BACKGROUND OF THE INVENTION

Field of the Invention

The invention relates to a distributed feedback laser.

Description of the Related Art

Conventional λ/4 phase-shift distributed feedback lasers include anti-reflection films at two ends, and the power outputs at the two ends are equal. However, only the output from one end is usually coupled to optical fibers, which means that half of the output power is wasted.

In addition, to improve the direct modulation bandwidth of lasers, the cavity length of the lasers needs to be reduced. However, when the cavity length is reduced to 200 μm or below, the threshold gain increases sharply, which adversely affects the performance.

SUMMARY OF THE INVENTION

In view of the above-described problems, it is one objective of the invention to provide a distributed feedback laser that has a relatively short cavity length (200 μm or less).

### INFORMATION GIVEN
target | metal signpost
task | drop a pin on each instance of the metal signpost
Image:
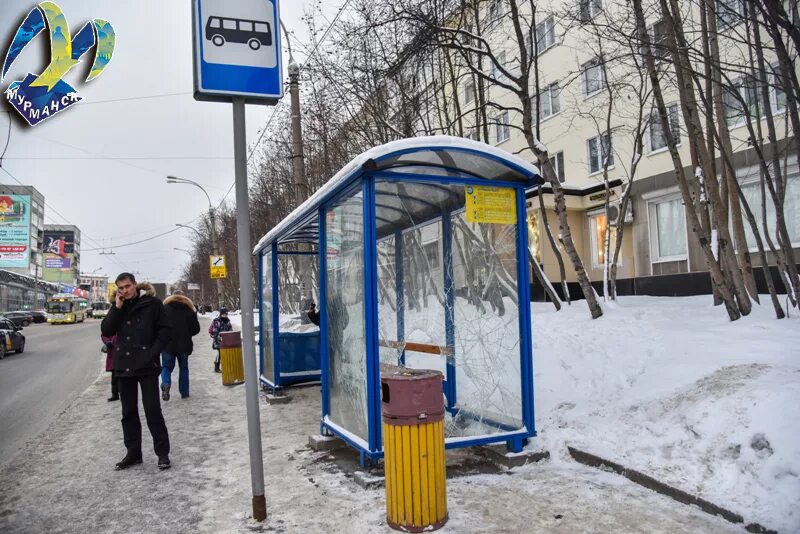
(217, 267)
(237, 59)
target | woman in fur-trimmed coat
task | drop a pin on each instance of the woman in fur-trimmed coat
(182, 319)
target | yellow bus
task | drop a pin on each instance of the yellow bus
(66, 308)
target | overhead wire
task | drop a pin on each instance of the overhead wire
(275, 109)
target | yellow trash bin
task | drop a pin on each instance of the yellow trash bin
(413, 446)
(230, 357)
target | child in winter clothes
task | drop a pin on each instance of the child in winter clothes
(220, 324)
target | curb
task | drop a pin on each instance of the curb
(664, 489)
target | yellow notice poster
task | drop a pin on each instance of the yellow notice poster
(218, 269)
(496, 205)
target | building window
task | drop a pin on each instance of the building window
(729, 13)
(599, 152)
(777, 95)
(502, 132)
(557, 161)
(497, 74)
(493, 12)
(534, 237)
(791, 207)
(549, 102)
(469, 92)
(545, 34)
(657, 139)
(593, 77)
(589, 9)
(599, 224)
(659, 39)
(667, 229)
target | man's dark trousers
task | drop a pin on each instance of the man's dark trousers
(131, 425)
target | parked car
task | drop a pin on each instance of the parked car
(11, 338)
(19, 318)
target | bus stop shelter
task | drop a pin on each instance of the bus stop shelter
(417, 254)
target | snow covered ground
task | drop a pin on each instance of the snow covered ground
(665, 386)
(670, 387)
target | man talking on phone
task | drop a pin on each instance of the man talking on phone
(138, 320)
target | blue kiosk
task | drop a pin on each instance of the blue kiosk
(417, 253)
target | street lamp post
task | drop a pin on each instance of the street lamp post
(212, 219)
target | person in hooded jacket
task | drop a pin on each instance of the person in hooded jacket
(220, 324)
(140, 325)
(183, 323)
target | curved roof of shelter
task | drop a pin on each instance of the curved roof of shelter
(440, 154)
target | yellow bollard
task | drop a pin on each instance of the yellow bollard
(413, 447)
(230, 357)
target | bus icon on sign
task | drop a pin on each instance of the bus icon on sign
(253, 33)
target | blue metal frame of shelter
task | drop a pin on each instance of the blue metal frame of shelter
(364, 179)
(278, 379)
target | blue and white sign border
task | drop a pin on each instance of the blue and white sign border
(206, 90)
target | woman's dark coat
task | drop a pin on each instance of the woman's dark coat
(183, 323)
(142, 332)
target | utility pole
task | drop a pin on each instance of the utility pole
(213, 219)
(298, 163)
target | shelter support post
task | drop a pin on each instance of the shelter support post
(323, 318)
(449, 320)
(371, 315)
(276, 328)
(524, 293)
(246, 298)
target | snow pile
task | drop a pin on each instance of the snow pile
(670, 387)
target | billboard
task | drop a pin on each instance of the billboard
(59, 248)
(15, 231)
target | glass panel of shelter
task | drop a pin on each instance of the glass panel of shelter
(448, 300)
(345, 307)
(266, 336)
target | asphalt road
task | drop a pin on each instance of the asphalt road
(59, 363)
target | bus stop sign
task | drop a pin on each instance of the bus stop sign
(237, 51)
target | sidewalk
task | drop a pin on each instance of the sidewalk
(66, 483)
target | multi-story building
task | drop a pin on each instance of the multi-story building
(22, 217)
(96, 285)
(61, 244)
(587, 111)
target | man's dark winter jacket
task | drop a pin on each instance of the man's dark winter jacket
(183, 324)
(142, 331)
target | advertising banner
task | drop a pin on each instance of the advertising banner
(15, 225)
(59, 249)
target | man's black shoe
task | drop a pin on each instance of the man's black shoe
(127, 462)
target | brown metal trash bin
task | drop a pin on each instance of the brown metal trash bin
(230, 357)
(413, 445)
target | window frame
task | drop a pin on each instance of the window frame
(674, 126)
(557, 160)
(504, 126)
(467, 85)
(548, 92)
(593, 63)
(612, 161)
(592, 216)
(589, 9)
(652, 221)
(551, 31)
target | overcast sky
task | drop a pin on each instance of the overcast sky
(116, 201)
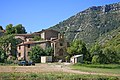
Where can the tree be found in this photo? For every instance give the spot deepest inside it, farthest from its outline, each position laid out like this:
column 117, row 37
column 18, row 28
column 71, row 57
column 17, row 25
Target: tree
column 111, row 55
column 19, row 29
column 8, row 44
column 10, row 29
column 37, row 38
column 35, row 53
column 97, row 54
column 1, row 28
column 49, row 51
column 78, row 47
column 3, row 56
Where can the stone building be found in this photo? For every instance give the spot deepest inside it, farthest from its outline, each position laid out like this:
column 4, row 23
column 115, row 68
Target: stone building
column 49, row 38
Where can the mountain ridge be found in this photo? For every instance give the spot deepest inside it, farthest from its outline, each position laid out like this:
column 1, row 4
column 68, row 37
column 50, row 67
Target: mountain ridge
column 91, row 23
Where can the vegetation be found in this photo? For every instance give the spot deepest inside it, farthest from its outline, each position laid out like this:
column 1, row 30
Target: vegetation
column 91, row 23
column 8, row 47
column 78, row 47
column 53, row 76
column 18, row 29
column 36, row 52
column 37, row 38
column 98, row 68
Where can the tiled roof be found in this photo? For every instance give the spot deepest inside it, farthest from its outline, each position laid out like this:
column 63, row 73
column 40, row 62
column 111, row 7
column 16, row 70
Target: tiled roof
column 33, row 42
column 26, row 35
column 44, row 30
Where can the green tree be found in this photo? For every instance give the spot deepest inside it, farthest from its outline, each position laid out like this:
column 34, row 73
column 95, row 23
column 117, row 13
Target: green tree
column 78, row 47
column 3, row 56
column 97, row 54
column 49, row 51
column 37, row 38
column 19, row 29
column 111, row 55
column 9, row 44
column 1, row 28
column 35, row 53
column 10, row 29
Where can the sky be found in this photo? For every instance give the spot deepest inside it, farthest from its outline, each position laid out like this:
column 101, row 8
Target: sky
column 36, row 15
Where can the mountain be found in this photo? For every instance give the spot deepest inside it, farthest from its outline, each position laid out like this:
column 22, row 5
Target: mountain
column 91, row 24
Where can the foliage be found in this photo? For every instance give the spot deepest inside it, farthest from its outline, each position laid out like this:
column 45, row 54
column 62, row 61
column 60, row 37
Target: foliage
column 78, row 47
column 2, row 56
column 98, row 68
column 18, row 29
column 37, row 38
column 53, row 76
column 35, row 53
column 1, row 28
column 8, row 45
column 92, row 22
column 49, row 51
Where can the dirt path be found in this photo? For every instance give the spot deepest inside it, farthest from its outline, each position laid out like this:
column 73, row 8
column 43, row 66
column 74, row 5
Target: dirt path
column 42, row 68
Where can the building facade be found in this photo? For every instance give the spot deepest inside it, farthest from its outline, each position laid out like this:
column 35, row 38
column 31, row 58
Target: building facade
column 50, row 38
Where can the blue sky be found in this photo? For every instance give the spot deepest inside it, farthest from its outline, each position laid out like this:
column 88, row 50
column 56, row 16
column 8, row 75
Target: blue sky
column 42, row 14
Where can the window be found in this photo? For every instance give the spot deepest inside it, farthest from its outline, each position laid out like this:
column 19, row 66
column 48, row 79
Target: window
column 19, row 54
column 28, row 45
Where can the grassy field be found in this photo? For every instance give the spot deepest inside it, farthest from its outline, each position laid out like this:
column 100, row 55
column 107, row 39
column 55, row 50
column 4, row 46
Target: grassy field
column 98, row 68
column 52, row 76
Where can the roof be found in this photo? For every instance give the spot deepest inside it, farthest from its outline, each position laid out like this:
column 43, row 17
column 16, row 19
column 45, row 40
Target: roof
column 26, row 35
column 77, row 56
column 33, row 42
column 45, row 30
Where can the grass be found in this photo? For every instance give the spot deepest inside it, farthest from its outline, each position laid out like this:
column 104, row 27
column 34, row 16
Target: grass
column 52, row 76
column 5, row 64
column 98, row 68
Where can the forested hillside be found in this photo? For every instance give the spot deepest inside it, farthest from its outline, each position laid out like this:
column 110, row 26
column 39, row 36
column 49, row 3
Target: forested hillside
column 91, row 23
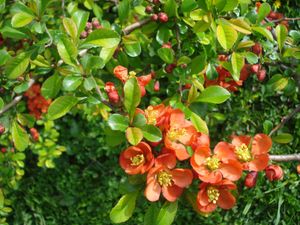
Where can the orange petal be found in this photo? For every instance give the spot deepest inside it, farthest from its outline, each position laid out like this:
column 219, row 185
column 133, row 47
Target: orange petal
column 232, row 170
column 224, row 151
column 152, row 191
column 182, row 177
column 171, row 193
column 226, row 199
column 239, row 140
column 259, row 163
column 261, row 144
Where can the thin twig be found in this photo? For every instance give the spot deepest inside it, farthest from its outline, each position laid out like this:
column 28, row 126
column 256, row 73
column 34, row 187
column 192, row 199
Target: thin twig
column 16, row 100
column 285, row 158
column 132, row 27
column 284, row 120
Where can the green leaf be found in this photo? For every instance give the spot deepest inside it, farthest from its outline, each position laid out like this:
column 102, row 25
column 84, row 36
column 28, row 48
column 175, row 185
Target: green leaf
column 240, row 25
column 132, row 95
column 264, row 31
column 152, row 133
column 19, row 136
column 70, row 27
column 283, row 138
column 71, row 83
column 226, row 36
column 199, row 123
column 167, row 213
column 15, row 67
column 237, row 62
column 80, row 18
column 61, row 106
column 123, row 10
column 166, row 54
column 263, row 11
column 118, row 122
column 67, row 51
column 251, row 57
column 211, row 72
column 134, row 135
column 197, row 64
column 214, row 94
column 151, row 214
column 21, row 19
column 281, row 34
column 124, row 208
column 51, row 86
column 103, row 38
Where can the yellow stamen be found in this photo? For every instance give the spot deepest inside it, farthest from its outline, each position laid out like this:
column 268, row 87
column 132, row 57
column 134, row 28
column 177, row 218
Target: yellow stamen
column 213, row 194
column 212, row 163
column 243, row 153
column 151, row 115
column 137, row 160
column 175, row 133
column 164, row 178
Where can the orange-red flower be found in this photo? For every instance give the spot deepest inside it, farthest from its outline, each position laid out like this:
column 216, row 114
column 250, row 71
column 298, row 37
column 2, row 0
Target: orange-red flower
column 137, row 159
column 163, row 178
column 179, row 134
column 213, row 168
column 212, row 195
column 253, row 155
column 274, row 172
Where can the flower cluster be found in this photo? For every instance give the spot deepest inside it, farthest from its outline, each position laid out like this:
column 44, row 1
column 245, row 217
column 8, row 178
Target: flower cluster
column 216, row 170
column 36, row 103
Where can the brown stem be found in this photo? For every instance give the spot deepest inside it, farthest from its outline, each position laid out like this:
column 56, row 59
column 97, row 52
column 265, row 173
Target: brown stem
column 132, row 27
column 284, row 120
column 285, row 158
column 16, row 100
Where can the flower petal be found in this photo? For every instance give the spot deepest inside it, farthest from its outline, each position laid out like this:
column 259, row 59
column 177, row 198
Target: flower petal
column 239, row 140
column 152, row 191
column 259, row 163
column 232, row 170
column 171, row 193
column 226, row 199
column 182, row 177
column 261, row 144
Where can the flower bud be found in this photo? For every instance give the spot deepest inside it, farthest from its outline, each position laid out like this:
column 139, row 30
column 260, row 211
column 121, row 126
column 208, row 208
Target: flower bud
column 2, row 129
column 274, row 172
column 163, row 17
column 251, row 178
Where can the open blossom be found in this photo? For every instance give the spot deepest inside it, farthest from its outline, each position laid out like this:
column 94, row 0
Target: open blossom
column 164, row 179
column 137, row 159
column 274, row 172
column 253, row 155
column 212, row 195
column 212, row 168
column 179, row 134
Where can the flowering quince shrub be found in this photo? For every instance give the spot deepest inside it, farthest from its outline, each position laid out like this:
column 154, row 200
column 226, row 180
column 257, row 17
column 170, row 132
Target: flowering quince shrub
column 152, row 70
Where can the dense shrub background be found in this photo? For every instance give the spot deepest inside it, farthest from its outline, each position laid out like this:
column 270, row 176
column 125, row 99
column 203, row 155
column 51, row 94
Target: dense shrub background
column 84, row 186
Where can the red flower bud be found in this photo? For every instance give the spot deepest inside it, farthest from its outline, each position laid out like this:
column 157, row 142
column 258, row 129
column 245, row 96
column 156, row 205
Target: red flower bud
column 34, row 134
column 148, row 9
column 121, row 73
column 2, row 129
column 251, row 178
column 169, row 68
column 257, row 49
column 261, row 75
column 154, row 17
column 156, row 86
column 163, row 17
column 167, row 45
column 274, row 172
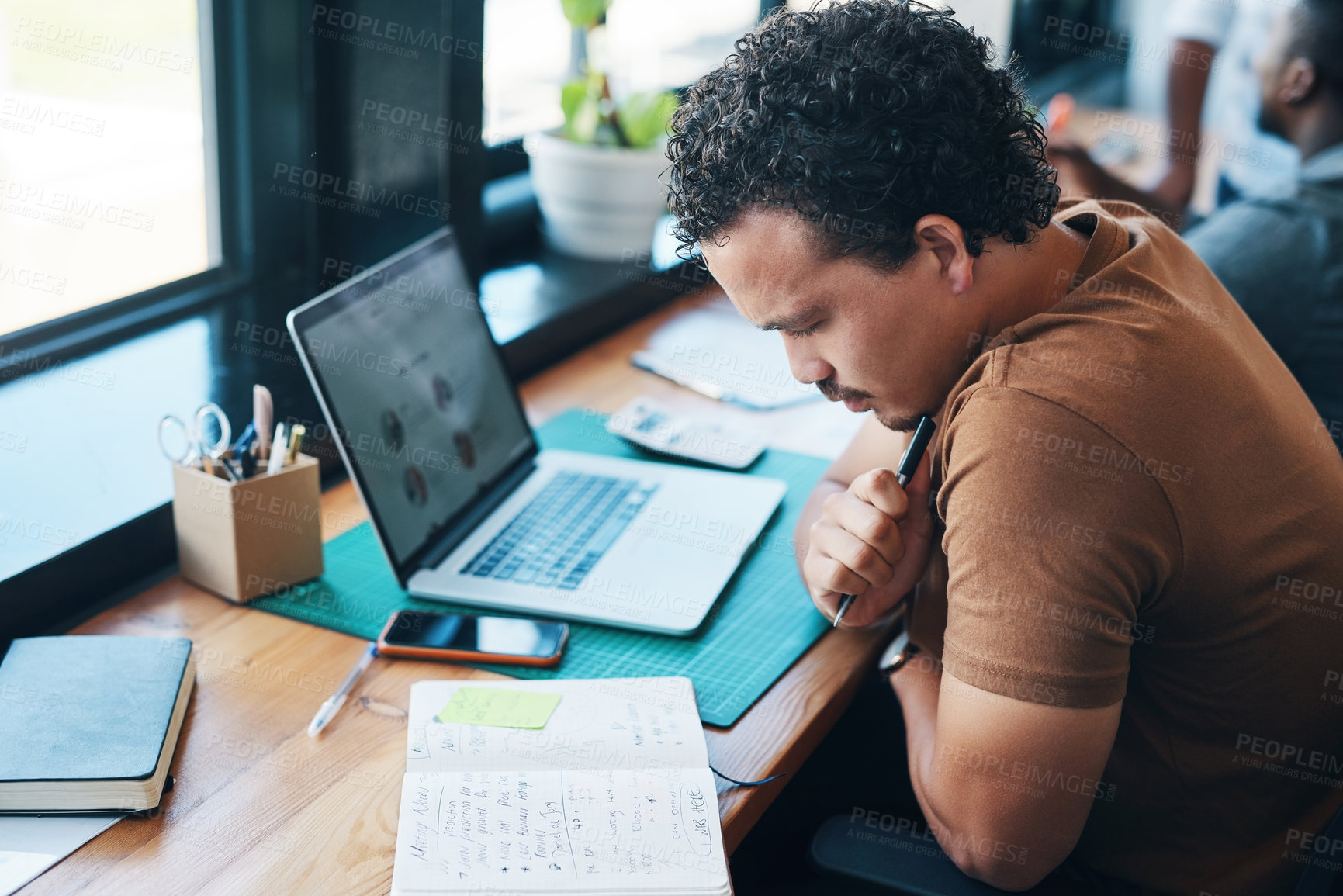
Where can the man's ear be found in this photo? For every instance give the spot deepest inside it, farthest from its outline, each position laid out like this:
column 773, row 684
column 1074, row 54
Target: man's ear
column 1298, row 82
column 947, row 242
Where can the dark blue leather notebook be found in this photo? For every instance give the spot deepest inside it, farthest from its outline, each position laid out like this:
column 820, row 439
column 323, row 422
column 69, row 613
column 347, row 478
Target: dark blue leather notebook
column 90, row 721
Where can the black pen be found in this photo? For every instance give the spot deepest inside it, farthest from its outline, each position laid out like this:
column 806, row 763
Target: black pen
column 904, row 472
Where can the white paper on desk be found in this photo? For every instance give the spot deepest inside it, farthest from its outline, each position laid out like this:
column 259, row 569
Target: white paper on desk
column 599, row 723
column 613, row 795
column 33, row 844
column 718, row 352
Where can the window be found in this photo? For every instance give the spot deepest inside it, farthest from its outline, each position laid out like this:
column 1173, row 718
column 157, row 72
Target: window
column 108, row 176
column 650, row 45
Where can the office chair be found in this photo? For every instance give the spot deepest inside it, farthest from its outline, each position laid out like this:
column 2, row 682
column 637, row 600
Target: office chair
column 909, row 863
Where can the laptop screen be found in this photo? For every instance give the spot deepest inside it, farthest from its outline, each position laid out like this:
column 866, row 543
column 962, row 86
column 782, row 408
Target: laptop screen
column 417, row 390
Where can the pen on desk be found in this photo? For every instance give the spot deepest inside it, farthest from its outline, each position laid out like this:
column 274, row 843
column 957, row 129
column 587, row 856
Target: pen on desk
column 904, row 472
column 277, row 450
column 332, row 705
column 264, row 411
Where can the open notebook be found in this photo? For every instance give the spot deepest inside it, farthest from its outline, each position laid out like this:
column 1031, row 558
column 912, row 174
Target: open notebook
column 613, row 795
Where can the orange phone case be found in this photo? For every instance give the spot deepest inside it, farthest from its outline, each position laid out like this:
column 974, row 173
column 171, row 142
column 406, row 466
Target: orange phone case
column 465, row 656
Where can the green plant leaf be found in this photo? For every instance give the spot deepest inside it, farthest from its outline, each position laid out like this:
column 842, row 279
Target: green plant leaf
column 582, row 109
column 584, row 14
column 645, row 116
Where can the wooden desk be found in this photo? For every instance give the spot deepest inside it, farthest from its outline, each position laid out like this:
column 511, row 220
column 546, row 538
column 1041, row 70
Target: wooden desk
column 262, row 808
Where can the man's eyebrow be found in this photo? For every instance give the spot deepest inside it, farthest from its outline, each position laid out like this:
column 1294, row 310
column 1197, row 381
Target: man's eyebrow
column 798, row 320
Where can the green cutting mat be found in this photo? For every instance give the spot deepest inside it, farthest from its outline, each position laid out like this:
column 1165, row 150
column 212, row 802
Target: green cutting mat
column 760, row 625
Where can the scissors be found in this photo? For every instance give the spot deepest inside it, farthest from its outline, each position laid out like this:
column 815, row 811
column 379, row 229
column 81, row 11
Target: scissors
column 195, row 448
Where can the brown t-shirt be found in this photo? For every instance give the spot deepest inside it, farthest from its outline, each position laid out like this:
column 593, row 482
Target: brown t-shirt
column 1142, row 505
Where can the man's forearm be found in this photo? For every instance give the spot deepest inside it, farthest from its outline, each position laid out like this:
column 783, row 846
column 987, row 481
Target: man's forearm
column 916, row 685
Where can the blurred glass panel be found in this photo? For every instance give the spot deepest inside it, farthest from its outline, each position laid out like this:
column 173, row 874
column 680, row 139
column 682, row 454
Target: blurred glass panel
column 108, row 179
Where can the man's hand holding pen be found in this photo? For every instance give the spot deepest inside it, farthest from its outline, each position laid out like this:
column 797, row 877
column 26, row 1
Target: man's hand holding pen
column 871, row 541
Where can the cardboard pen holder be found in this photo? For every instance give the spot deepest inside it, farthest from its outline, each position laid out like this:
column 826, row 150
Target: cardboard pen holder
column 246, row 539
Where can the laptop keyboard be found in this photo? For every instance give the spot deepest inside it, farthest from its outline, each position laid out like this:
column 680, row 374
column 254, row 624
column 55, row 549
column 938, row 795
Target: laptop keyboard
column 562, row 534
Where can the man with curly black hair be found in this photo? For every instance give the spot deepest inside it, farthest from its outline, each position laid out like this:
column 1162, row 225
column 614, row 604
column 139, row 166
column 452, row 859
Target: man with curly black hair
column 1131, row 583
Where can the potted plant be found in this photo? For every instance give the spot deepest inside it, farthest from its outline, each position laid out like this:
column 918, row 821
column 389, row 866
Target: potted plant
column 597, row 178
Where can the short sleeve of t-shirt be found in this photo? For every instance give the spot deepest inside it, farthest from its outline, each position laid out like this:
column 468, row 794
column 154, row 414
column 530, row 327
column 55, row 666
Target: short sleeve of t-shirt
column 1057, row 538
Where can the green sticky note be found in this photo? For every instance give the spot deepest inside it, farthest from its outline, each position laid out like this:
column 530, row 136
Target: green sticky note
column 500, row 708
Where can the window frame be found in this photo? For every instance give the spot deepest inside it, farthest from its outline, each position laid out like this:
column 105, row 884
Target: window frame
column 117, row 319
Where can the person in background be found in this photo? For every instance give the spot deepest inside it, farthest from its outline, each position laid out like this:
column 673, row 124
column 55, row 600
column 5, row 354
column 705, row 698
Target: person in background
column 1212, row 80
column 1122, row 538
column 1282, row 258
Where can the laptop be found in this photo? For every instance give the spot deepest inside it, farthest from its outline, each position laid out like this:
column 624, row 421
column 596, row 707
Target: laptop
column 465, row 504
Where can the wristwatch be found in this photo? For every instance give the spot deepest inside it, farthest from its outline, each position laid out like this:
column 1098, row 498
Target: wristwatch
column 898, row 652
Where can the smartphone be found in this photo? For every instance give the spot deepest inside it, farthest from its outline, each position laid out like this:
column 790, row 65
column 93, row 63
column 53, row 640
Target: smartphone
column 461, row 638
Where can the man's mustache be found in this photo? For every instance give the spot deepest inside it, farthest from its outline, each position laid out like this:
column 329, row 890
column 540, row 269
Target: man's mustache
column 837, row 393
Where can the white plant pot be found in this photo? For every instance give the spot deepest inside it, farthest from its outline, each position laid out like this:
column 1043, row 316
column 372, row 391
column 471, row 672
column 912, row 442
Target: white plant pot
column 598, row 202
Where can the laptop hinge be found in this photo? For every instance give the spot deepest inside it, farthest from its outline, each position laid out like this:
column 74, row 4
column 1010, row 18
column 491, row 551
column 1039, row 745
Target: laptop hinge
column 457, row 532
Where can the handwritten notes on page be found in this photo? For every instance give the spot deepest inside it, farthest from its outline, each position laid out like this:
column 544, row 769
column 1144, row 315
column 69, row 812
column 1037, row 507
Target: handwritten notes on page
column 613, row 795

### SET TASK
According to the patent background, what happens to the threshold gain when the cavity length is reduced to 200 μm or below?

### SOLUTION BELOW
It increases sharply.